### [EXCERPTED PASSAGE]
** Start **
Comparitive mechanical upkeep on sm SUVs?


#1

Hey folks, I’m wondering if any of you have owned one or another of the small crossover SUV’s in the past few years and can give me some real world feedback on mechanical pros and cons you’ve experienced keeping up the maintenance?



Since Dad died last year I’ve been gradually working on fixing up a long neglected house. I’m at the point where I need to start bringing home large items from the hardware store fairly often and am finding that the trunk of the Impala, albeit large, is too short in height and also difficult to load and unload heavy and/or bulky items over the high back lip of the trunk. So I’m actually thinking of trading the Impala for a small, basic SUV such as a Honda CRV, Toyota RAV4, Pontiac Vibe, Scion, etc.



Obviously, I’ll do all my homework and lots of test driving to find what works best for me. (As in, it can’t have too high a step in height because of my bum knee.)



But what I would appreciate is info any of you have about how easy/difficult, moderate/expensive it is to mechanically maintain one or another of these? Keep in mind that I do not/cannot do my own repairs so will have to pay a shop for any such work.



Just part of the homework as one factor to consider. Several years reading here has taught me that some car models are easier and take less time to work on due to design and therefore would tend to cost less to have service and repairs.



Thanks.



Marnet


#2

The Consumer Reports New Car Buyers’ Guide, available at your local bookstore, is IMHO the best reference out there.

Remember, the cheapest repair is the one that never needs to be done. Reliability is key.


#3

Hi Mountainbike.

Oh, yes, checking Consumer Reports, the Insurance Institute for Highway Safety, Edmunds.com, etc. is all part of the homework, just like when I bought the Impala. So yes, reliability is a huge factor.
** End **
Carry the forum thread about small-SUV upkeep forward from the point where it stops.

### [GIVEN MATERIAL]
** Start **
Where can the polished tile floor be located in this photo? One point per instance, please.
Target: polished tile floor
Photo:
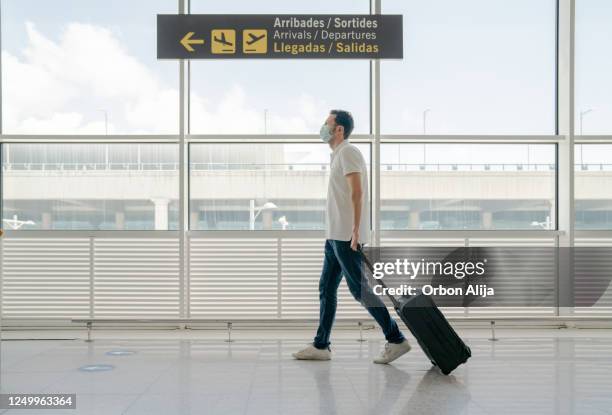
** End **
### [FINAL RESULT]
But I’ve noticed commentary here in the past about how particular makes and models of cars fit or cram the engine into the front end space differently and how that and other mechanical access design can and does make a big difference in ease of servicing for normal maintenance work. So I thought I’d plumb the depths of experience here on the board for feedback.

Of course, since I’d have to give up my bench seat with the column shifter and perhaps get lower gas mileage, I may not swap the Impala anyway. I’m just busy thinking of possible ways to get done what I need in the most economical way possible.

Thanks again. Always a pleasure to hear from you.

Marnet
…still reading, still learning


#4

My neighbor teaches school and has been driving the same Honda CRV for nearly 10 years now. Her previous car was a more expensive Volkswagen Passat, an unreliable money pit.

The CRV has been bullet-proof and has cost her very little in upkeep. She’s planning to buy a newer one when this one reaches 10 years.

If you want low operating cost, avoid all wheel drive, go for the front drive only. The Matrix, Vibe and 2 wheel drive CRV are all very durable and have low maintenance costs.

The Scion is alternative lifestyle version of the Matrix; it’s a Toyota as well. Any of the above will give you many years of trouble-free service.


#5

Have you thought of a small utility trailer for your Impala? You can carry at least as much weight and far more items easily using one of those.

Alternatively I would suggest looking at a used Minivan. They have incredible cargo capacity, easy egress and many other pluses. If you buy domestic you will get a incredible bargain in the used market, enough to make up for potential repairs vs a higher demand vehicle like the CRV, RAV4, Vibe/Matrix which absolutely pale in cargo carrying ease/flexibility.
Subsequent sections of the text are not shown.